▶ _WHAT TO PRODUCE_
Extend the forum thread about the Menagerie shrimp news below by writing the posts that follow its final reply.

▶ _GIVEN TEXT_
## Begin

# Exciting Menagerie news :)



## ShrimpieLove (Apr 26, 2010)

Cant wait to see whats in the large shrimp order planned in august!

http://www.menageriepetshop.com/fish/new-arrivals.html


----------



## Joeee (Apr 3, 2010)

Sounds exciting, too bad I won't be able to travel that far for shrimp. ;[


----------



## Guest (Jul 24, 2010)

Joeee said:


> Sounds exciting, too bad I won't be able to travel that far for shrimp. ;[


downtown Toronto? that's far?

Didn't you recently travel to Scarborough to visit a bunch of stores?

It takes 45 minutes by Subway from Kipling Station to Castle Frank and then 5-7 minutes from Castle Frank.

Far is North Bay or Ottawa or Windsor which some people have done regularly... once a month to get to the store.


----------



## Ciddian (Mar 15, 2006)

Oooo.... Thats exciting H_S!

## End

▶ _RECORDS SHOWN_
## Begin

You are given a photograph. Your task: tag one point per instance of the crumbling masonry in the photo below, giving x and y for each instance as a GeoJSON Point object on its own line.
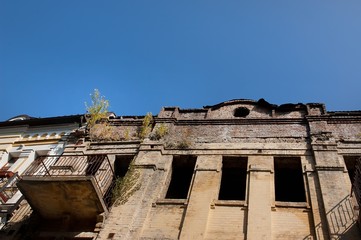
{"type": "Point", "coordinates": [240, 169]}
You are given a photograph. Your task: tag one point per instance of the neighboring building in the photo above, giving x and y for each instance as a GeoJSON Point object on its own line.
{"type": "Point", "coordinates": [22, 140]}
{"type": "Point", "coordinates": [240, 169]}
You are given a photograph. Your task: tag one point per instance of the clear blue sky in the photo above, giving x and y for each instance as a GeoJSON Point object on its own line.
{"type": "Point", "coordinates": [143, 55]}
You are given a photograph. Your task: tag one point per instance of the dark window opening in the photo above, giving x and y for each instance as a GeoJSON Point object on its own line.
{"type": "Point", "coordinates": [350, 162]}
{"type": "Point", "coordinates": [289, 185]}
{"type": "Point", "coordinates": [182, 172]}
{"type": "Point", "coordinates": [94, 163]}
{"type": "Point", "coordinates": [241, 112]}
{"type": "Point", "coordinates": [234, 177]}
{"type": "Point", "coordinates": [121, 165]}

## End

▶ _RESULT OF THIS EXERCISE_
----------



## ameekplec. (May 1, 2008)

GuppyLove said:


> Cant wait to see whats in the large shrimp order planned in august!
> 
> http://www.menageriepetshop.com/fish/new-arrivals.html


Old news  But exciting nonetheless!


----------



## Joeee (Apr 3, 2010)

h_s said:


> downtown Toronto? that's far?
> 
> Didn't you recently travel to Scarborough to visit a bunch of stores?
> 
> ...


I consider anything that's more than a 45 minute drive far.


----------



## igor.kanshyn (Jan 14, 2010)

Look at *Axelrodia riesei*. They are gorgeous little fishes.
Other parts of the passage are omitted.